(Dataset items)
★ ★ ★ ★ ★ ★ ★
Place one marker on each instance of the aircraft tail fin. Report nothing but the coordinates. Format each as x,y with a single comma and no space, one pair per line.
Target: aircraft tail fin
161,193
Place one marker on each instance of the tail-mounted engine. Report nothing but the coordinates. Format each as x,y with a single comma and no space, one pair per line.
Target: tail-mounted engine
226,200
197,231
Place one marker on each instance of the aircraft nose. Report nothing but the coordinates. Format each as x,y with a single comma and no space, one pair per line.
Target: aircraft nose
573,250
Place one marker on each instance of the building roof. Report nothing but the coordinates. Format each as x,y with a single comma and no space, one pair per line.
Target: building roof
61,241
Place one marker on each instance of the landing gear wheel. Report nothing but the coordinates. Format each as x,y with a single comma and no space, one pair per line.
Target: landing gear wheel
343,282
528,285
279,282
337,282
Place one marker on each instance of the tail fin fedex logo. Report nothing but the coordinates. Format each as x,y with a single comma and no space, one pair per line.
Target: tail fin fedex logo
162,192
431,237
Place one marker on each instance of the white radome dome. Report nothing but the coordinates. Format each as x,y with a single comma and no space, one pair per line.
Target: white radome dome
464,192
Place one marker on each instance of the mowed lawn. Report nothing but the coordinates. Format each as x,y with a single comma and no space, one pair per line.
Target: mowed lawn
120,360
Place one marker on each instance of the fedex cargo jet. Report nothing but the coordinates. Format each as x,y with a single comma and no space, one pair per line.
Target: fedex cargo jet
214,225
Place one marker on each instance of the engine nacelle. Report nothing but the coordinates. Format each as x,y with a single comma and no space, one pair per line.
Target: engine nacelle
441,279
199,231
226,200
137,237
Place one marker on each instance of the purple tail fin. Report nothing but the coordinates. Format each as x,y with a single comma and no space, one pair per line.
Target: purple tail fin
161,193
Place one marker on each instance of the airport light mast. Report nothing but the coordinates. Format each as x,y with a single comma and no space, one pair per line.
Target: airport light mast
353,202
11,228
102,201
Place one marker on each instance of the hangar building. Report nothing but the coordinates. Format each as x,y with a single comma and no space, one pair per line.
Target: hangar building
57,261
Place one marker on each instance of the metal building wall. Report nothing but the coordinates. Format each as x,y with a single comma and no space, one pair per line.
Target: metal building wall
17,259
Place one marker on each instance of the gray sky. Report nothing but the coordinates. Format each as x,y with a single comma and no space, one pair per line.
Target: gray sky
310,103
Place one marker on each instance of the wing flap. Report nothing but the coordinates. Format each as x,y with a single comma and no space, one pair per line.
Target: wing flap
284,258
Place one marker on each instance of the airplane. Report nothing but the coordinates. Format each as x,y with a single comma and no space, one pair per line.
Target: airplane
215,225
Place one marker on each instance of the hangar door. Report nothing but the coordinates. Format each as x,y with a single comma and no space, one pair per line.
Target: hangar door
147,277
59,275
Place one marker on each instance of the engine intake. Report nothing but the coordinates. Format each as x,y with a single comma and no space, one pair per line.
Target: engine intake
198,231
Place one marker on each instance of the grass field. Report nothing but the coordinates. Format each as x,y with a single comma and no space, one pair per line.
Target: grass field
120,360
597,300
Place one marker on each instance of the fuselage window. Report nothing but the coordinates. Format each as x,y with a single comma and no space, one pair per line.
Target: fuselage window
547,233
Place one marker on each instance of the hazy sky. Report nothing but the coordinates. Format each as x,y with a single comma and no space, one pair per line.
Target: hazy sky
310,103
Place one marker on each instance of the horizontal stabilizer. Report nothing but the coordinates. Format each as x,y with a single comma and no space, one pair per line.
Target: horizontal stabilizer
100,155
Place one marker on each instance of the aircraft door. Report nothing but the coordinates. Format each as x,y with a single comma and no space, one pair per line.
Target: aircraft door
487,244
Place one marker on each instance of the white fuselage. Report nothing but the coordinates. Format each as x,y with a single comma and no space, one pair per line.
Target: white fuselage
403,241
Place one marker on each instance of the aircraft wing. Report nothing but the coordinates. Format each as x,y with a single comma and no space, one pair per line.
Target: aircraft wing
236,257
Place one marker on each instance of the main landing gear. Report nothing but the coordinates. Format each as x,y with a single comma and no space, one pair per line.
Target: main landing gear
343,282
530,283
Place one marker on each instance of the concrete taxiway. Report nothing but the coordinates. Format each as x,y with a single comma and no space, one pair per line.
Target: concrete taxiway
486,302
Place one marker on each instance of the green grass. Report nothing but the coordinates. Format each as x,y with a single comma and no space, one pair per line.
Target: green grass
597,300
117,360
★ ★ ★ ★ ★ ★ ★
Reproduce all of the lines above, swapping "one marker" for "a single point" everywhere it appears and keeping everything else the same.

• **THE RESPONSE**
Place a single point on each instance of the aircraft tail fin. Report nothing but the coordinates. Format each as x,y with a single comma and no space, one pair per line.
Target: aircraft tail fin
161,193
Place a single point on each instance of the tail-mounted engine. Report nothing but the coordinates. Format each as x,y with a single comma and no space, one pair per line.
Target: tail-mounted engine
226,200
197,231
Place a single point on each instance of the aircraft nose. Report nothing but the coordinates. Format each as x,y with a single comma and no space, one pair per line.
Target: aircraft nose
573,250
Place a single point on each instance of the building roof. Report nothing but the coordinates. Format each as x,y with a single comma and no space, one pair per line.
Target: building roof
61,241
Place a single point on each instance of the landing gear wheel. Report nothing but the coordinates. Format each as x,y with a single comma and no space, one pair per line.
Target: landing gear wheel
343,282
528,285
279,282
337,282
Place a single point on each instance of the tail fin fedex logo. Report nothing but the coordinates. Format each as x,y with a single comma and no space, one pair per line.
Target: tail fin fedex logo
162,192
431,237
Place a single point on each instance of the white radome dome. Report nothing but the coordinates. Format each as x,y with a single comma and no space, one pair per line.
Target: white radome dome
464,192
Place a single point on each instance of the mowed lawn. Report nothing but the coordinates. Format each as x,y with a single comma and no space, one pair per line.
Target: mowed lawn
120,360
Place a single point on each instance of the fedex cargo jet. Report nothing but the coordinates. Format each as x,y with a single comma and no space, one pair per line.
Target: fedex cargo jet
214,225
Place a single point on each instance of the engine nacelle. Report nothing but the coordinates. Format each as x,y with a single comma and no space, one pair per line.
Target: engine nacelle
441,279
199,231
226,200
137,237
Place a single point on each instance of the purple tail fin. Report nothing but the coordinates. Format each as x,y with a single comma and no space, one pair per line.
Target: purple tail fin
161,193
Place a single point on each instance of the airport light mast. Report nothing but the coordinates. Format each as x,y with a single comma and no space, one pair per line.
Target: airport light mast
353,202
11,228
102,201
Place a single point on each instance of the hangar building. Report nothing but the coordinates. Format each as x,y with a single comma and no space, one pair per line.
Target: hangar building
57,261
Place a single point on each instance of the metal building wall. Report nothing but the coordinates. Format each as x,y with a single comma and no space, one pair per line.
Target: metal building wall
17,259
Place a single point on each instance of the gray sky. Report nothing but the coordinates. Format each as x,y with a single comma and no space, one pair per line.
Target: gray sky
310,103
Place a single point on each instance of the wing flap. Report nothing but the coordinates. Format each as x,y with a single comma and no space, one pair per line.
Target: wing flap
284,258
Place a single point on each instance of the airplane. Report nothing but the coordinates. Format each as x,y with a single comma and no space, one pair per line.
Target: airplane
215,225
Place a single point on each instance of the hangar door. Report nothing but the coordinates. Format each as x,y with a single comma and no space, one pair per line.
Target: hangar door
147,277
59,275
Place a single point on each instance of the engine intake. Report nothing but the coordinates. Format each as x,y with a single comma and no space, one pair per line.
Target: engine intake
198,231
Place a single point on each instance of the grass field. Report nothing but the coordinates. Format each as x,y with a single comma and no space, one pair per line.
Target: grass field
120,360
597,300
Place a single point on each instance of the fuselage window. Report nothing but the coordinates. Format each as x,y with a single comma and no space, one pair per line.
Target: fuselage window
547,233
Place a single point on each instance of the hazy sky. Report nothing but the coordinates. Format each as x,y with a single comma and no space, one pair per line.
Target: hazy sky
310,103
Place a single point on each instance of the horizontal stabilizer. Report nothing but the coordinates. Format each as x,y with a single comma and no space, one pair per line.
Target: horizontal stabilizer
100,155
Place a single point on each instance of the aircraft door. Report nothing but the coordinates. Format each as x,y with a single comma and no space, one pair per line.
Target: aircraft door
487,244
Place a single point on each instance of the white fuselage. Report nothing but the coordinates. Format each as x,y with a single comma and no space, one pair per line.
Target: white fuselage
403,241
Place a single point on each instance of the aircraft wing. Report nothing but the coordinates. Format each as x,y with a single comma and no space, one pair per line.
Target: aircraft wing
236,257
Place a single point on each instance of the main landing gear. Report nothing but the coordinates. Format each as x,y with a single comma and no space, one pair per line.
Target: main landing gear
343,282
530,283
Place a single point on each instance of the concrete taxiway. Report nothing but the coordinates. Format each as x,y with a single comma and no space, one pair per line.
Target: concrete taxiway
486,302
Place a single point on each instance of the green grass. Report nothing but the coordinates. Format each as x,y with a single comma and no space, one pair per line.
Target: green grass
597,300
117,360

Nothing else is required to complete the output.